_What is expected_.
How many lines of the listing contain the string "crowd"? Only the number is wanted.

=== Provided records ===

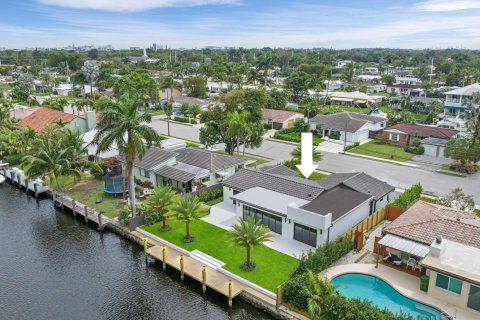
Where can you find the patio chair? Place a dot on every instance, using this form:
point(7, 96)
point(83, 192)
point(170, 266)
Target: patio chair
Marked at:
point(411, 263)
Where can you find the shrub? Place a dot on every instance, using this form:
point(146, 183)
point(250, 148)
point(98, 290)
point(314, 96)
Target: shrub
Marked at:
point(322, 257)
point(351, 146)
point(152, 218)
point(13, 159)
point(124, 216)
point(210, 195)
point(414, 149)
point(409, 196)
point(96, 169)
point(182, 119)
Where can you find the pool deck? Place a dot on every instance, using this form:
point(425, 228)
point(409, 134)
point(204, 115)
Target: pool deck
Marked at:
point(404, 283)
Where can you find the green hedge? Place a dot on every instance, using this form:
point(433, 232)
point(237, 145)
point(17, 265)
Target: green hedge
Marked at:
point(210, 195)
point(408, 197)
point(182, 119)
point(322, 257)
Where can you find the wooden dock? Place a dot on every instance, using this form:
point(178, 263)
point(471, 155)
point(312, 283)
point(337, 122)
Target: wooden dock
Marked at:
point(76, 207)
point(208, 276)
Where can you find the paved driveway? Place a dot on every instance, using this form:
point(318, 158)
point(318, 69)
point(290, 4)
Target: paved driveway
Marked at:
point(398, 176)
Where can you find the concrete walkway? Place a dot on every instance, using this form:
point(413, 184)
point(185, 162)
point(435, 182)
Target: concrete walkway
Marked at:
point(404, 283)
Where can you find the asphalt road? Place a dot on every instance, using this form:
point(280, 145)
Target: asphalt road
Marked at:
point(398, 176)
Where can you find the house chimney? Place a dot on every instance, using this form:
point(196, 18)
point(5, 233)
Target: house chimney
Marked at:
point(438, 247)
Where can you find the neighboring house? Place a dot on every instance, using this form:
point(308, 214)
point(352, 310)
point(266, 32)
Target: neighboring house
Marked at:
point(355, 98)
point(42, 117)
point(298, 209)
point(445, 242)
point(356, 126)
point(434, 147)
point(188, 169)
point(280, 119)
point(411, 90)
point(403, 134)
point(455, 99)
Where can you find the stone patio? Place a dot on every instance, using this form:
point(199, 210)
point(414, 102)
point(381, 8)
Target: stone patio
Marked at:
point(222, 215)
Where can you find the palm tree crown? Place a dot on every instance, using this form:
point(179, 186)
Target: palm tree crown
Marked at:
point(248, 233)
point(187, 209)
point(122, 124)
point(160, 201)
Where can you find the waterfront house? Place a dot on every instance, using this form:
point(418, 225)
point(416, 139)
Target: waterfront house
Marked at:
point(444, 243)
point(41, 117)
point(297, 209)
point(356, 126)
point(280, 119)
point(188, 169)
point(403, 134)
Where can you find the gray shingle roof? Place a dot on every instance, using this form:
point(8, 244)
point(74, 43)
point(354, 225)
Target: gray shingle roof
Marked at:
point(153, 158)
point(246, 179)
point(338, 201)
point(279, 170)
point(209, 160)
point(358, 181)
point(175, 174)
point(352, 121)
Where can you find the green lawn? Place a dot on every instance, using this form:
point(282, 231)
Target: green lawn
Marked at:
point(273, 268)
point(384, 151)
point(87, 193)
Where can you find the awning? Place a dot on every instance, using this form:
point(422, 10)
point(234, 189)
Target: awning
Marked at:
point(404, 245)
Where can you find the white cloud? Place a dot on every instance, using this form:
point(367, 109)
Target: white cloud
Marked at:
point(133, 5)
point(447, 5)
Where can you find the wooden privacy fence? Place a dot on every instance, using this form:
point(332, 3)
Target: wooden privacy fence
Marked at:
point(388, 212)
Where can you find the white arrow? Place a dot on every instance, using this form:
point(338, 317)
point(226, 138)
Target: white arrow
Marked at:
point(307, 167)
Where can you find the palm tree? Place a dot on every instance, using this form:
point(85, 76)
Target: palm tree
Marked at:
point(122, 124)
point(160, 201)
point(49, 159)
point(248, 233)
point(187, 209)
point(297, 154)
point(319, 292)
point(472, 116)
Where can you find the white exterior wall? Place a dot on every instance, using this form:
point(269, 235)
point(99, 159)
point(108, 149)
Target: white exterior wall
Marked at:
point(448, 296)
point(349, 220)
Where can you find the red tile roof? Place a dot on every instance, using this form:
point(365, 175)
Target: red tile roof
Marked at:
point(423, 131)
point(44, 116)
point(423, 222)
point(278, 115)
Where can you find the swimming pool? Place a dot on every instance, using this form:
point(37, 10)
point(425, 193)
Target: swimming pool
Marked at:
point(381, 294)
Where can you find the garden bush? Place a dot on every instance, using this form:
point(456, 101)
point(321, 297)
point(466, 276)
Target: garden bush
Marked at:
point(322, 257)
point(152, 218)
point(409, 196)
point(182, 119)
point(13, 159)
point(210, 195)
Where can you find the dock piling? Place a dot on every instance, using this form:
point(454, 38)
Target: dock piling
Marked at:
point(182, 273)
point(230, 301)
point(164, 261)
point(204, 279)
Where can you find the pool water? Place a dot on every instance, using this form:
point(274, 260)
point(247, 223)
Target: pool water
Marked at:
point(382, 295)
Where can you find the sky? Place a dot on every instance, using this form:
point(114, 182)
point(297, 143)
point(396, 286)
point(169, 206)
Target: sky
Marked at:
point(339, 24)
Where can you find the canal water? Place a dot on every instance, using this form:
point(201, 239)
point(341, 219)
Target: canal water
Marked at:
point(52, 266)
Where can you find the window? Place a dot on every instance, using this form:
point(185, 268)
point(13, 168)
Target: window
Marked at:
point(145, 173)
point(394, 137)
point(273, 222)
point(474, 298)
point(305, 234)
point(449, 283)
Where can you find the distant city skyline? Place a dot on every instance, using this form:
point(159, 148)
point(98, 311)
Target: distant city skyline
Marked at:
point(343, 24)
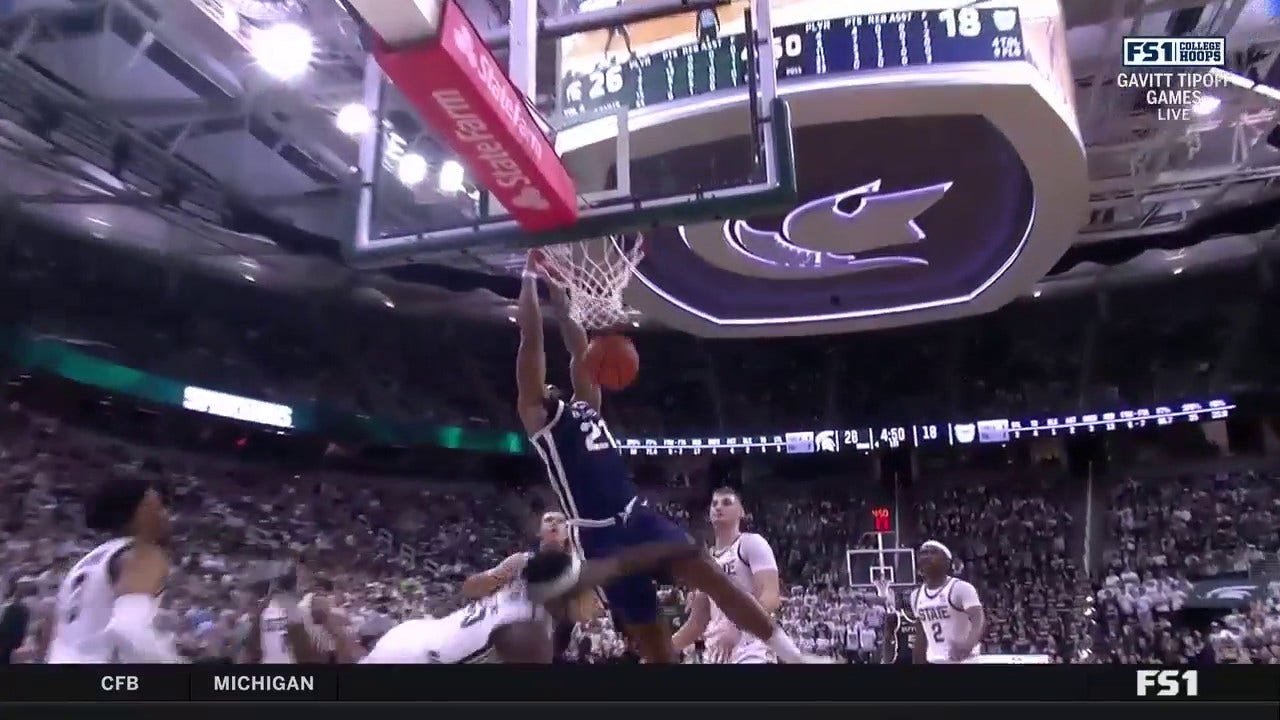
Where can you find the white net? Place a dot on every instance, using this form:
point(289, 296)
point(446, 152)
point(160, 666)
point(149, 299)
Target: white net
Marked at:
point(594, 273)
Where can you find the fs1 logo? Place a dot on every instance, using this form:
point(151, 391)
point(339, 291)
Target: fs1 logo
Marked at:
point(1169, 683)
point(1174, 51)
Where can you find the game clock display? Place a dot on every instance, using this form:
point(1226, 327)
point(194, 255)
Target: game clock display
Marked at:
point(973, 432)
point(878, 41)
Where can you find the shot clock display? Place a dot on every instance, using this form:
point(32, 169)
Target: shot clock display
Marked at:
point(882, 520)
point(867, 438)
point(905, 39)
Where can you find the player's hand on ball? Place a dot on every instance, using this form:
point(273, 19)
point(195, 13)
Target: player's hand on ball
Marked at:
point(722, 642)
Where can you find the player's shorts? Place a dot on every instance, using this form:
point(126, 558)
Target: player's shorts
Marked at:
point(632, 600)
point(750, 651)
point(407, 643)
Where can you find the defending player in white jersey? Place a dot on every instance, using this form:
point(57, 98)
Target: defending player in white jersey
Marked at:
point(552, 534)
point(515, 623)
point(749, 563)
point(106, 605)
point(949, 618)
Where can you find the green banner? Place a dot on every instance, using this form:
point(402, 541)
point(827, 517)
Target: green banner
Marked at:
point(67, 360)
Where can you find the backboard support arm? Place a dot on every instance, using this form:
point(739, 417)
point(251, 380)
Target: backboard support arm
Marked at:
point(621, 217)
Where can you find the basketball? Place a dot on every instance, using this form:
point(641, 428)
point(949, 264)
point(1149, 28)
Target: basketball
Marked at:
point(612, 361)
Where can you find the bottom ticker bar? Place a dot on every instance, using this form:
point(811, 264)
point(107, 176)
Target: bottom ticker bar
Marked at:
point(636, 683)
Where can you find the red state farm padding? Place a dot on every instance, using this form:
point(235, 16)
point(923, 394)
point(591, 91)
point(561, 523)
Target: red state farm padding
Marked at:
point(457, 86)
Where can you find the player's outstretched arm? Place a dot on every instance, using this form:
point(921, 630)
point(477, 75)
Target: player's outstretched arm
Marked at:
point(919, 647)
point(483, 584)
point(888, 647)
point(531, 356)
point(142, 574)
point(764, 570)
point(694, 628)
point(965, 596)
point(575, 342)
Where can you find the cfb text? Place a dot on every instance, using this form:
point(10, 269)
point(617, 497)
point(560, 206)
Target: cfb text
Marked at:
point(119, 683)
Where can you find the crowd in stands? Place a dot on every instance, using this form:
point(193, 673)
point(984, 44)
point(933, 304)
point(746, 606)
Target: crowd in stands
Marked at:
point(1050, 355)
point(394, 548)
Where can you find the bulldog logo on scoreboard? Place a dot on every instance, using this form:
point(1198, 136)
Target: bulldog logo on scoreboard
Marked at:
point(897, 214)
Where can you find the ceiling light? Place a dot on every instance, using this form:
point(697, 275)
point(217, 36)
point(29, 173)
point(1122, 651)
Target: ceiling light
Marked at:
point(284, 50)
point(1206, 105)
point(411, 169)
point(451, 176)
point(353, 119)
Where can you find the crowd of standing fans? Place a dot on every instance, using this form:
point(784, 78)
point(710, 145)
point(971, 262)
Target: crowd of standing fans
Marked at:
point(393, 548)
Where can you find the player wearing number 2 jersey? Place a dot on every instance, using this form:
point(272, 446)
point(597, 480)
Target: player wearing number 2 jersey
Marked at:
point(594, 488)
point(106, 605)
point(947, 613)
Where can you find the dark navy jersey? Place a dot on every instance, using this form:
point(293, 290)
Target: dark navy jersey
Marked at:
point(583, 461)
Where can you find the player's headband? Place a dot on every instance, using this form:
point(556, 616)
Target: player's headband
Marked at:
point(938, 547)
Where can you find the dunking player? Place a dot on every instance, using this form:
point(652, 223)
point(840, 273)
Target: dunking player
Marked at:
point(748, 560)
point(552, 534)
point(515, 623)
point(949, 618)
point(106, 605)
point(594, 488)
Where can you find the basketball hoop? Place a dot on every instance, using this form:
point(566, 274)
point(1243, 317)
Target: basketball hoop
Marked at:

===

_Result for this task_.
4